* 작업 방법:
자료의 첫 줄부터 "box: [245, 672, 278, 699]"가 들어 있는 줄까지(양 끝 줄 포함)를 빈 줄은 빼고 '번호'와 '내용' 두 열로 된 마크다운 표로 옮겨 쓰세요. 각 행에는 줄 번호와 그 줄을 넣으세요.

[분할 마스크 데이터]
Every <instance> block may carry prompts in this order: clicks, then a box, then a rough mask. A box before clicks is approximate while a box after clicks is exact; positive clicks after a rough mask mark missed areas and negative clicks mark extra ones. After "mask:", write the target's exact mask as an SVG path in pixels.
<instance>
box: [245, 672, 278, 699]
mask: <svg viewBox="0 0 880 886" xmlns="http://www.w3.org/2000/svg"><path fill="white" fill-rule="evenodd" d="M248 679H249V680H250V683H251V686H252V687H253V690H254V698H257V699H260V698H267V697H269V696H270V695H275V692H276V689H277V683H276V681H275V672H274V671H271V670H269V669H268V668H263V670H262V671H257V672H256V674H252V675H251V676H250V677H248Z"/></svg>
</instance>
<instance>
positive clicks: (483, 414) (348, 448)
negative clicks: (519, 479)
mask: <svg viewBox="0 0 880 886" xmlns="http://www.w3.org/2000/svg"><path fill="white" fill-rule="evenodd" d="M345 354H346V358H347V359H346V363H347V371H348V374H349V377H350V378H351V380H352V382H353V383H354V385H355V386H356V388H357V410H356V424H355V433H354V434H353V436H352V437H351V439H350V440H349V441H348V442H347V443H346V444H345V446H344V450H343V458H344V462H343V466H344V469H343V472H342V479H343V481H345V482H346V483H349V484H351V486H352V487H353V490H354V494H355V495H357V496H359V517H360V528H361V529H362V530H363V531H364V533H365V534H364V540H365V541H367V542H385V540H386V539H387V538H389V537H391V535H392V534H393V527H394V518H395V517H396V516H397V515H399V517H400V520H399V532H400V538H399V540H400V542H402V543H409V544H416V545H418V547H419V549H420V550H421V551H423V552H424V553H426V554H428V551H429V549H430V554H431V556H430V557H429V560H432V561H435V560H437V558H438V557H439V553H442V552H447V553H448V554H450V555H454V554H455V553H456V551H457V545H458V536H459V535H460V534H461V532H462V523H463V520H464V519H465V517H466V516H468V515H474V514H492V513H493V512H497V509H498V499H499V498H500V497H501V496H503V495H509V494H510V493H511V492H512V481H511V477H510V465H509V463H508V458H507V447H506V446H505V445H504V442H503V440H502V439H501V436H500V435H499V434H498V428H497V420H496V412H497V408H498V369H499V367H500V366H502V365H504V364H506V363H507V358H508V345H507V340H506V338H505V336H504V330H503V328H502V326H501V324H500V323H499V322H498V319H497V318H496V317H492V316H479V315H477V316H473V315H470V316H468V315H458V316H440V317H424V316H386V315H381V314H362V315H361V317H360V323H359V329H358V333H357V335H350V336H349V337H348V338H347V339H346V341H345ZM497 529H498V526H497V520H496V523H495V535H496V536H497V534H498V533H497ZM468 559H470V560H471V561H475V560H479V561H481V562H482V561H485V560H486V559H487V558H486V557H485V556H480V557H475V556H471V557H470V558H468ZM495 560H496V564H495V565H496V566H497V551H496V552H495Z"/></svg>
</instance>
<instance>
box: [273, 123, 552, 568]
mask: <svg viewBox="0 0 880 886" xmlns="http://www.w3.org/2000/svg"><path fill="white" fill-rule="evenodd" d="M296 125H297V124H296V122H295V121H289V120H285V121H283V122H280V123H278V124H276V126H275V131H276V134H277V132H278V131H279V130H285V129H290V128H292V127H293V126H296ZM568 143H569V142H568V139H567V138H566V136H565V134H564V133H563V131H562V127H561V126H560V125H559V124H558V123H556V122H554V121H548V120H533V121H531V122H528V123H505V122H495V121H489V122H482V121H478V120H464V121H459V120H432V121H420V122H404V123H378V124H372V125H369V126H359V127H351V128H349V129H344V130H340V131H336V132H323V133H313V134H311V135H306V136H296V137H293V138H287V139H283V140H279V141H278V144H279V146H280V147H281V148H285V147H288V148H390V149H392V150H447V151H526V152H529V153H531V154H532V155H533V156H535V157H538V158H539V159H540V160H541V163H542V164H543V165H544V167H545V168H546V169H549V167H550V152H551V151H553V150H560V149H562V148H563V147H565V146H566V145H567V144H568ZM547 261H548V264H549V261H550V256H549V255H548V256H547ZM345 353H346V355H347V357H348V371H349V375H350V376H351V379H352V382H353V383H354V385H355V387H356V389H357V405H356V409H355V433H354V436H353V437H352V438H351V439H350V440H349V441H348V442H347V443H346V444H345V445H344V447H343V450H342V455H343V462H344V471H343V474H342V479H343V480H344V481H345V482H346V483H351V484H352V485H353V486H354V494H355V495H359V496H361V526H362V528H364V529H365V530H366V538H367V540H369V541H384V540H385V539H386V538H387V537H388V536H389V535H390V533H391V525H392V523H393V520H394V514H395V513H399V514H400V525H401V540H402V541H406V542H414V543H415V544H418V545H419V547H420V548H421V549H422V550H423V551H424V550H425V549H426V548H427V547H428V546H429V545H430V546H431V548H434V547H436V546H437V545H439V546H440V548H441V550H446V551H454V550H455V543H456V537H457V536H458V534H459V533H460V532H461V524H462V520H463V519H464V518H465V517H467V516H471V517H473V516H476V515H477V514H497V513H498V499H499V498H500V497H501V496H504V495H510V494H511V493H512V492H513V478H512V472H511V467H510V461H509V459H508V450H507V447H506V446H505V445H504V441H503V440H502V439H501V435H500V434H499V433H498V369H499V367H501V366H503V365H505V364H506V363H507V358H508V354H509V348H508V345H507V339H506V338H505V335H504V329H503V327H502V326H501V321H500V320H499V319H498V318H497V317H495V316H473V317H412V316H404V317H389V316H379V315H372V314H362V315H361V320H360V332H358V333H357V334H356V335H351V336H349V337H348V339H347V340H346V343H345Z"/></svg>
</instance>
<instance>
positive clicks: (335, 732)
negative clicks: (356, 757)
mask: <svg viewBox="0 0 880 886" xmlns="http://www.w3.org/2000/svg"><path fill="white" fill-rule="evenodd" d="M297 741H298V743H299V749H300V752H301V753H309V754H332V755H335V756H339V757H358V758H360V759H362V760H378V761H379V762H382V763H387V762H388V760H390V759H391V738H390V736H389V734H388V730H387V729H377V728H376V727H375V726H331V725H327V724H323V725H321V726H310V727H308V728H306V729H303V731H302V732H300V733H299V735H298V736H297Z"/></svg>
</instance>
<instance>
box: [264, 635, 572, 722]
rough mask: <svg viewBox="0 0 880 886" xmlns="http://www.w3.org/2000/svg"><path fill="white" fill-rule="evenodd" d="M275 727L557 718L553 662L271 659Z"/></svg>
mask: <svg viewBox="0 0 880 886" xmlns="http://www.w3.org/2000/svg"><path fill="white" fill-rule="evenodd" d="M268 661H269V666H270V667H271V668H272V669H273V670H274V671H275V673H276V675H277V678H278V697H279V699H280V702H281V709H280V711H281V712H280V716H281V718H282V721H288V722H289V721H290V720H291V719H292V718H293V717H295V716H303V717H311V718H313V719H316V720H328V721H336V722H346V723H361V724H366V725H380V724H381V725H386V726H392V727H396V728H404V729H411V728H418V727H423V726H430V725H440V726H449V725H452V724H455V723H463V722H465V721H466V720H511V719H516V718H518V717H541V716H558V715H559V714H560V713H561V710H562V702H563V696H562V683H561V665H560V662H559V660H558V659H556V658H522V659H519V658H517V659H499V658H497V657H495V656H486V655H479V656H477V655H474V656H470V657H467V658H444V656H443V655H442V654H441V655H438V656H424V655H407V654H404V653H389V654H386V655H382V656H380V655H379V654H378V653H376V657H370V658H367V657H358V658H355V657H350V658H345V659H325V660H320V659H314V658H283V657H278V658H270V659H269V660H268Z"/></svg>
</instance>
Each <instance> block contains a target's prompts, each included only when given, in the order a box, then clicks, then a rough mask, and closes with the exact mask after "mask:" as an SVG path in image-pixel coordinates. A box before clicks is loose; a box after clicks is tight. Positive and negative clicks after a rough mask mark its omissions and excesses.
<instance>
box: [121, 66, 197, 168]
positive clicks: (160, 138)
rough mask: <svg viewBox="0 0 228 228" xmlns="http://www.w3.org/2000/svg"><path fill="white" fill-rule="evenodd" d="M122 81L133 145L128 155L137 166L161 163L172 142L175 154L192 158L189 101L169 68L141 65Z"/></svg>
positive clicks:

* 답안란:
| 번호 | 내용 |
|---|---|
| 1 | Every <instance> block may carry prompts in this order: clicks, then a box, then a rough mask. A box before clicks is approximate while a box after clicks is exact; positive clicks after a rough mask mark missed areas and negative clicks mark extra ones. After "mask:", write the target's exact mask as an SVG path in pixels. |
| 2 | <instance> |
| 3 | box: [245, 672, 278, 699] |